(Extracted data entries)
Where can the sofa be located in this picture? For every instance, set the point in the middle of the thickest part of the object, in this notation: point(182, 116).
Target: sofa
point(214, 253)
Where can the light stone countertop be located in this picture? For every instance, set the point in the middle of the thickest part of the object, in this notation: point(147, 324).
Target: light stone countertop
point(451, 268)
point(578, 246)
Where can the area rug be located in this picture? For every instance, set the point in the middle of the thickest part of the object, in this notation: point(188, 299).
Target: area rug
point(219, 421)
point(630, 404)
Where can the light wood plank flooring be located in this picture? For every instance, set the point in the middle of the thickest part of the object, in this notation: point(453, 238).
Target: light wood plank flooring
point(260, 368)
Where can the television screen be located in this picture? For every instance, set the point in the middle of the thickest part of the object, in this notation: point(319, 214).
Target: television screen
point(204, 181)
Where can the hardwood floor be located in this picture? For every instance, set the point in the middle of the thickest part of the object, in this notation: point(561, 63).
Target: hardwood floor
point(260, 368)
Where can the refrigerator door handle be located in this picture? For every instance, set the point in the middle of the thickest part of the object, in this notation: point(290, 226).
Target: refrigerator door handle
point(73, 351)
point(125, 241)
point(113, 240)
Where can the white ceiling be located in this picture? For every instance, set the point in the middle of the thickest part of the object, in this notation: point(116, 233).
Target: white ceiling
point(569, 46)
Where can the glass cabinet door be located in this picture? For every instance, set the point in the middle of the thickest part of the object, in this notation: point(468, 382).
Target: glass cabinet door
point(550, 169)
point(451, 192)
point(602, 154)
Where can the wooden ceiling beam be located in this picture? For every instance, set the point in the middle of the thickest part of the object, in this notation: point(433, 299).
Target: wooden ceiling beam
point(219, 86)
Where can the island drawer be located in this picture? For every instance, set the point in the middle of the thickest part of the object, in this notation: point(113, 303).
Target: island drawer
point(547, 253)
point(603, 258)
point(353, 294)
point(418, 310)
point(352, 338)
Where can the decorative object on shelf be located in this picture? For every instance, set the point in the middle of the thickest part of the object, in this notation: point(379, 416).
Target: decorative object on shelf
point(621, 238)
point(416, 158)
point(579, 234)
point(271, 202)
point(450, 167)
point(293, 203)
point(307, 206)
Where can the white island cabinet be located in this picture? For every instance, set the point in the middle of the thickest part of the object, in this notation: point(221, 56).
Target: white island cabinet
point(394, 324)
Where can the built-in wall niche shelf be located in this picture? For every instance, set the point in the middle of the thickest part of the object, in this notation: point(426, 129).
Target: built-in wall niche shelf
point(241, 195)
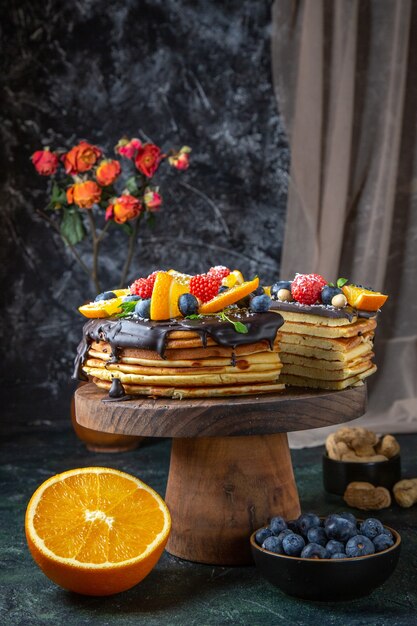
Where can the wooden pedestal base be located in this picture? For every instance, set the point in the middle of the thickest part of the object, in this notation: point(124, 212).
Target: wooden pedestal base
point(221, 489)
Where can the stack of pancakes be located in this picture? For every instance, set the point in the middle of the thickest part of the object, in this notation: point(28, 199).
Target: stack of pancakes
point(325, 352)
point(190, 366)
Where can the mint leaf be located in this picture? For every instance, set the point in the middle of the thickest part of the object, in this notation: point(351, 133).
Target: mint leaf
point(341, 282)
point(72, 227)
point(127, 308)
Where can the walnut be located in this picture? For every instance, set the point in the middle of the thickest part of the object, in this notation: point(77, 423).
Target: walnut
point(405, 492)
point(367, 497)
point(388, 446)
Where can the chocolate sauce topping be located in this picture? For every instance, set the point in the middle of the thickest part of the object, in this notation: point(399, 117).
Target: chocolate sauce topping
point(152, 335)
point(321, 309)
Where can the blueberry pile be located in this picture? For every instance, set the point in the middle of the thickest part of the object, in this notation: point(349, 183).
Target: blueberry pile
point(338, 536)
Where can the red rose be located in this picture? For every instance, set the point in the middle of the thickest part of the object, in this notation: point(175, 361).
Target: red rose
point(148, 159)
point(124, 208)
point(107, 172)
point(84, 194)
point(181, 159)
point(81, 158)
point(45, 162)
point(128, 148)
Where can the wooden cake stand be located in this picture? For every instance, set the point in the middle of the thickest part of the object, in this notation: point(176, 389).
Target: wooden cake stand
point(230, 467)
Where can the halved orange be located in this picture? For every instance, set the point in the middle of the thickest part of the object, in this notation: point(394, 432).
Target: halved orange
point(165, 294)
point(235, 277)
point(96, 530)
point(102, 308)
point(226, 298)
point(363, 299)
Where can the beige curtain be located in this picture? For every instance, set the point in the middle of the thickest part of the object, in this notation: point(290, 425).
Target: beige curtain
point(345, 74)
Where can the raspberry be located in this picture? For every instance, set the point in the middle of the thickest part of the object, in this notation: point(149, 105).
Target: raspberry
point(205, 286)
point(306, 288)
point(219, 270)
point(142, 287)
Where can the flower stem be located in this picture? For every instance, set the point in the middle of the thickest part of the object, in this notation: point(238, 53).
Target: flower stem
point(131, 250)
point(96, 245)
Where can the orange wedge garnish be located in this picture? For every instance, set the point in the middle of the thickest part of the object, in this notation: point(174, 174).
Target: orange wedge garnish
point(226, 298)
point(102, 308)
point(165, 294)
point(96, 530)
point(363, 299)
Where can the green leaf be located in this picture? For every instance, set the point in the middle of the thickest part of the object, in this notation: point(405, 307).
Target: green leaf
point(72, 227)
point(127, 308)
point(341, 282)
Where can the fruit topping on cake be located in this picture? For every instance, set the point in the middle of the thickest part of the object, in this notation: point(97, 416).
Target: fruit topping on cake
point(362, 298)
point(306, 288)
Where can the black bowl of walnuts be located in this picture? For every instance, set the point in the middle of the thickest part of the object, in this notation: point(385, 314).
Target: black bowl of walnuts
point(329, 559)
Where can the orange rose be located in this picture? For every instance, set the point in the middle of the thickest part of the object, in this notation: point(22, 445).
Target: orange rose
point(81, 158)
point(124, 208)
point(45, 162)
point(147, 159)
point(84, 194)
point(181, 159)
point(107, 172)
point(152, 199)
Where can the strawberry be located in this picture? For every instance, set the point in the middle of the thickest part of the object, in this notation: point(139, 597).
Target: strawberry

Exercise description: Every record above must be given again exactly; drop the pictures.

Correct output:
Where can the sofa be located in this picture? For every instance, set the point in the middle of the thickest part of the object, in this notation: point(182, 116).
Target: sofa
point(214, 253)
Where can the light stone countertop be located in this picture? For every instance, set the point in the middle of the thickest part of the object, in this notation: point(147, 324).
Target: light stone countertop
point(451, 268)
point(578, 246)
Where can the area rug be located in this picture? For every instance, set the point in the middle of the thickest part of the object, in this notation: point(188, 299).
Target: area rug
point(219, 421)
point(630, 404)
Where can the light wood plank flooring be located in this picture? For every instance, set the point in the middle of the thickest part of the object, in this notation: point(453, 238).
Target: light wood plank flooring
point(260, 368)
Where can the television screen be located in this picture? For every instance, set the point in the middle of the thickest part of the object, in this notation: point(319, 214).
Target: television screen
point(204, 181)
Where can the hardwood floor be located in this picture? For every instance, set the point in the middle of the thickest part of the object, in this notation: point(561, 63).
Target: hardwood floor
point(260, 368)
Where can the refrigerator door handle be located in this picture? For every instance, set the point in the middle of the thickest part of the object, in this notation: point(290, 226).
Target: refrigerator door handle
point(73, 351)
point(125, 241)
point(113, 240)
Where can the white ceiling be located in this picture? For every instance, set the point in the middle of the thickest part of the object, in this notation: point(116, 233).
Target: white ceiling
point(569, 46)
Where can the glass cabinet door be located in this picture? For every instance, set the point in the middle of the thickest part of the object, in this notation: point(468, 382).
Target: glass cabinet door
point(550, 169)
point(451, 192)
point(602, 154)
Where can the wooden ceiling beam be located in this picture? For every instance, set the point in the middle of the thickest part of the object, in this notation: point(433, 299).
Target: wooden ceiling beam
point(219, 86)
Where can the island drawer be located in this picture? For every instance, set the point in the middle of the thickest part of the object, in this notation: point(113, 303).
Target: island drawer
point(547, 253)
point(603, 258)
point(353, 294)
point(418, 310)
point(352, 338)
Where can the decorative object on shelf be located in this picture? For every instance, set the point in the middle of the thickest part of the object, in this notation: point(379, 416).
Target: decorative object on shelf
point(621, 238)
point(416, 158)
point(579, 234)
point(271, 202)
point(450, 167)
point(293, 203)
point(307, 206)
Where can the white island cabinet be located in this picture? For every instance, set the point in the middle of the thickest part of the object, in this notation: point(221, 56).
Target: white island cabinet
point(394, 324)
Where can the built-in wall niche shelf be located in this picture? For every instance, set the point in the middle of the thickest part of the object, in this notation: point(426, 129).
Target: built-in wall niche shelf
point(241, 195)
Where can the wooden pedestal base be located in this picture? For every instance, set the point in the middle of the thickest part of the object, in this notation: point(124, 212).
Target: wooden pedestal base
point(221, 489)
Where can the stack of pancakes be located in this picture? For every instance, set the point in the middle of the thickest part of the object, in this notation: point(28, 199).
Target: stack of pancakes
point(325, 352)
point(190, 366)
Where can the mint leaf be located in this picture? For every instance, set the point in the middle of the thickest part of the object, in this notation: point(351, 133).
Target: mint leaf
point(341, 282)
point(72, 227)
point(127, 308)
Where can the walnut be located in this picture? For every instance, set the point in the middle of the thickest part of the object, in this notation: point(77, 423).
Target: walnut
point(405, 492)
point(367, 497)
point(388, 446)
Where can the chocolate sauce topping be located in this picture? For every instance, set the point in the middle of the thickest part of the object, in this notation: point(399, 117).
Target: chocolate sauce topping
point(152, 335)
point(321, 309)
Where can the blueberry pile be located in this picture? For every instance, set the point in the middle of the thickest part of the object, in this notation: point(349, 183).
Target: blueberry pile
point(338, 536)
Where can the red rose be located in this picture? For every instance, set the point in the middle of the thickest part of the object, in this notation: point(175, 361).
Target: red rose
point(148, 159)
point(124, 208)
point(107, 172)
point(84, 194)
point(181, 159)
point(81, 158)
point(45, 162)
point(128, 148)
Where can the wooden cake stand be located in this picture? For every instance, set the point in the middle of the thickest part of the object, in this notation: point(176, 389).
Target: wooden cake stand
point(230, 467)
Where can the halved orange be located in this picture? For every instance, set the point in the middle of the thickest part of the object, in this notation: point(394, 432).
Target: halved orange
point(165, 294)
point(235, 277)
point(96, 530)
point(102, 308)
point(226, 298)
point(363, 299)
Where can the beige curtain be located in this picture? For every instance, set the point in the middle of the thickest part of the object, in this notation: point(290, 425).
Target: beige curtain
point(345, 74)
Where can the raspberry be located in this picture? For every instance, set the point in the middle of the thickest part of the object, in this notation: point(149, 105).
Target: raspberry
point(205, 286)
point(306, 288)
point(219, 270)
point(142, 287)
Where can the flower stem be located in this picture? For every instance, set the point in the middle of the thickest part of the object, in this notation: point(238, 53).
Target: flower stem
point(131, 250)
point(96, 245)
Where can the orange wedge garnish be located in this picture? For every instance, set the point in the middle of the thickest part of the object, in this notation: point(174, 174).
Target: orange wedge garnish
point(226, 298)
point(102, 308)
point(165, 294)
point(96, 530)
point(363, 299)
Where can the green leaf be located in this picture? For every instance, set the point in the middle of the thickest part of the object, in this notation: point(405, 307).
Target: green leaf
point(72, 227)
point(127, 308)
point(341, 282)
Where can the fruit topping on cake be located in this picture? For every instance, set the point in the middle of the thickest part of the object, in this notation: point(97, 416).
Target: fruit topping on cake
point(362, 298)
point(306, 288)
Where can the black bowl of walnuts be located in this picture? For every instance, set the point in the middle of the thickest part of the object, in this notation: point(385, 314).
Target: black bowl of walnuts
point(329, 559)
Where can the orange rose be located in this picture? For every instance, set the point in the middle of the thickest part of the object, in this notation: point(22, 445).
Target: orange rose
point(81, 158)
point(124, 208)
point(45, 162)
point(147, 159)
point(84, 194)
point(181, 159)
point(107, 172)
point(152, 199)
Where can the strawberry be located in this picture? For every instance, set the point in the middle of the thickest part of the object, in this notation: point(139, 597).
Target: strawberry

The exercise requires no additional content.